(Given information begins)
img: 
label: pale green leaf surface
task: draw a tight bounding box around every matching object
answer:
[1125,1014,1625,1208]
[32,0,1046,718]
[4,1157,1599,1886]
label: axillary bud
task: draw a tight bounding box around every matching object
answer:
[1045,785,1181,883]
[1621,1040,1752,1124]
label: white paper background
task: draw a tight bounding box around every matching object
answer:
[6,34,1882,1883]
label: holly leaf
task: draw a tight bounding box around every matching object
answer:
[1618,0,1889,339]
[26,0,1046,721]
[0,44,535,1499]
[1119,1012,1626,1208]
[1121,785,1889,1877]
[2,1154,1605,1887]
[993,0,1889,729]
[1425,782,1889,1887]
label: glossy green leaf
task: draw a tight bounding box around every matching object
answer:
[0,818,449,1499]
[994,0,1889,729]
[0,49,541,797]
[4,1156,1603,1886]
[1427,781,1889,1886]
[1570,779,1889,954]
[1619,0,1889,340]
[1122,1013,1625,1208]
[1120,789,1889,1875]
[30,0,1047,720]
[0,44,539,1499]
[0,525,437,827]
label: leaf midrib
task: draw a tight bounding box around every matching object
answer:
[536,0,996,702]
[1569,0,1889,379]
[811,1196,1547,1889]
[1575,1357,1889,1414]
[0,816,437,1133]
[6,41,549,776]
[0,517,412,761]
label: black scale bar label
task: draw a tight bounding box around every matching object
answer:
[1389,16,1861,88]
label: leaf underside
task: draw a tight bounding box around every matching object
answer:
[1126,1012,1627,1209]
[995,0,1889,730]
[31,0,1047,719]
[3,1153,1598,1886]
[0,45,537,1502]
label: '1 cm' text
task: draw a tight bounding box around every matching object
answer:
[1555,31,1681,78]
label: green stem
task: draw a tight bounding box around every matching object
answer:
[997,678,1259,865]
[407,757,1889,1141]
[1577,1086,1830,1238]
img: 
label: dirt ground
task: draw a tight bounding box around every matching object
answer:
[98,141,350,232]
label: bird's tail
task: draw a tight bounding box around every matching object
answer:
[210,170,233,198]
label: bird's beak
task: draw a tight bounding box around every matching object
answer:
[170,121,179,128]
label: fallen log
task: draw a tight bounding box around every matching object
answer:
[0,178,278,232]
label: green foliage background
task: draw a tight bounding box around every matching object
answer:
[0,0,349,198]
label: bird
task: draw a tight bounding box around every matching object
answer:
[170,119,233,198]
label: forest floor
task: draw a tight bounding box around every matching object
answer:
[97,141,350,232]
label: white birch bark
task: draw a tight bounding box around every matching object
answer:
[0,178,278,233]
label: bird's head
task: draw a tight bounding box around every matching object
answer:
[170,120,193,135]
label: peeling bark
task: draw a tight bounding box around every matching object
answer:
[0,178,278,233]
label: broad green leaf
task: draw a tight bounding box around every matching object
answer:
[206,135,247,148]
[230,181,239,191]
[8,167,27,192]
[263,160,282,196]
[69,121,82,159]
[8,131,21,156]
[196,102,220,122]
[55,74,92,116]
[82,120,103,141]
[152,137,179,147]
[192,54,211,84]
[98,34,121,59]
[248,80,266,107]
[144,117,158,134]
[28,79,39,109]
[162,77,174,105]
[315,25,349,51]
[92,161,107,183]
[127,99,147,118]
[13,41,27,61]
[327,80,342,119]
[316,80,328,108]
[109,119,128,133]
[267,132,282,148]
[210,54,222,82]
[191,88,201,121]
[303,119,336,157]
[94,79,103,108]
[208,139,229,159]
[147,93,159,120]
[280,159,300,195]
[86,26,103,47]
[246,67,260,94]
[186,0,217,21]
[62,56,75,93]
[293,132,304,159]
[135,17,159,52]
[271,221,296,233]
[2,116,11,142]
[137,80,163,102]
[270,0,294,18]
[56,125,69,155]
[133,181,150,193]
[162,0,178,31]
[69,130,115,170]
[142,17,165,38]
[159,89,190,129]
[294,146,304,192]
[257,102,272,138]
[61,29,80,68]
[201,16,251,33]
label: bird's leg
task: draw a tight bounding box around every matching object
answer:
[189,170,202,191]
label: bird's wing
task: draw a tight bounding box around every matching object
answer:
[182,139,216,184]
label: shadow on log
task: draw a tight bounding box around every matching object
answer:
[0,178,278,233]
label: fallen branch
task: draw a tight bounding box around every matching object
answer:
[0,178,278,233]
(Given information ends)
The answer is the full set of records above, repeated exactly.

img: 
label: pale green leaf surface
task: draw a tight bounding box around every matching object
answer:
[1125,1014,1625,1208]
[32,0,1046,718]
[4,1157,1599,1886]
label: axillary bud
task: draw a tight bounding box around every matching object
answer:
[1045,785,1181,883]
[1621,1040,1752,1124]
label: white paper background
task: draw a tight bounding box around every matching object
answer:
[6,34,1882,1883]
label: holly leaf
task: draw a tight bounding box around every matching object
answer:
[1618,0,1889,339]
[26,0,1046,721]
[0,44,535,1499]
[1119,1012,1626,1208]
[1121,785,1889,1877]
[2,1154,1605,1887]
[993,0,1889,729]
[1425,782,1889,1887]
label: glossy green leaf
task: draw a tight bounding box around every matching object
answer:
[0,818,449,1499]
[994,0,1889,729]
[0,49,541,797]
[4,1156,1603,1886]
[1427,781,1889,1886]
[1570,779,1889,954]
[1619,0,1889,340]
[1122,1013,1625,1208]
[1120,789,1889,1875]
[30,0,1047,720]
[0,44,539,1499]
[0,525,437,827]
label: leaf midrib
task: draw a tight bounding box around every matching object
answer:
[536,0,996,702]
[1569,0,1889,379]
[811,1196,1547,1889]
[1575,1357,1889,1414]
[0,816,437,1133]
[6,41,549,776]
[0,517,412,761]
label: black scale bar label
task: draw a tight bounding box around every matching object
answer:
[1389,16,1861,88]
label: leaf underside
task: draw a tight bounding box around every matching object
answer:
[1126,1012,1627,1209]
[995,0,1889,730]
[31,0,1047,719]
[3,1153,1598,1886]
[0,45,537,1502]
label: '1 cm' text
task: draw a tight bounding box around every matching object
answer:
[1555,31,1681,78]
label: green stem
task: draw a tight bounding box around every matching object
answer:
[997,678,1259,865]
[407,757,1889,1141]
[1577,1086,1830,1238]
img: 
label: dirt ground
task: draw a tight bounding box around every matching object
answer:
[98,141,350,232]
label: bird's tail
task: draw a tight bounding box around every matching object
answer:
[210,170,233,198]
label: bird's beak
task: draw a tight bounding box around every matching object
answer:
[170,121,179,128]
label: fallen log
task: draw a tight bounding box around every matching object
answer:
[0,178,278,232]
label: green foliage background
task: draw a tight bounding box around every matching object
answer:
[0,0,349,198]
label: bird
task: draw a tight bounding box around every matching object
answer:
[170,119,233,198]
label: forest floor
task: draw a tight bounding box around every matching object
answer:
[97,141,350,232]
label: white birch bark
task: draw a tight bounding box around every matching object
answer:
[0,178,278,233]
label: bird's head
task: draw a tight bounding box around every matching object
answer:
[170,120,193,135]
label: peeling bark
task: draw a tight bounding box around every matching object
answer:
[0,178,278,233]
label: broad green leaf
task: draw a tight bounding box around every matching object
answer:
[206,135,247,148]
[230,181,239,191]
[8,167,27,192]
[263,160,282,196]
[69,121,82,159]
[8,131,21,156]
[196,102,220,122]
[55,74,92,116]
[82,120,103,141]
[152,137,179,147]
[192,54,211,84]
[98,34,121,59]
[248,80,266,107]
[144,117,158,134]
[28,79,39,109]
[162,77,174,105]
[315,25,349,51]
[92,161,107,183]
[127,99,147,118]
[13,41,27,61]
[327,80,342,119]
[316,80,328,108]
[109,119,128,133]
[267,132,282,148]
[210,54,222,82]
[191,88,201,121]
[303,119,336,157]
[94,79,103,108]
[208,139,229,159]
[147,93,159,120]
[280,159,300,195]
[86,26,103,47]
[246,67,260,94]
[186,0,217,21]
[62,56,75,93]
[293,132,304,159]
[135,17,159,52]
[271,221,296,233]
[2,116,11,142]
[137,80,163,102]
[270,0,294,18]
[56,125,69,155]
[133,181,150,193]
[162,0,178,31]
[69,130,115,170]
[142,17,165,38]
[159,89,190,129]
[294,146,304,192]
[257,102,272,138]
[61,29,80,68]
[201,16,251,33]
label: bird's leg
task: draw a tight bounding box around every matching object
answer:
[189,170,202,191]
label: bird's wing
task: draw a tight bounding box around every matching object
answer:
[182,139,216,184]
label: shadow on log
task: draw a tight bounding box around every matching object
answer:
[0,178,278,233]
label: fallen branch
task: draw a tight bounding box around every matching object
answer:
[0,178,278,233]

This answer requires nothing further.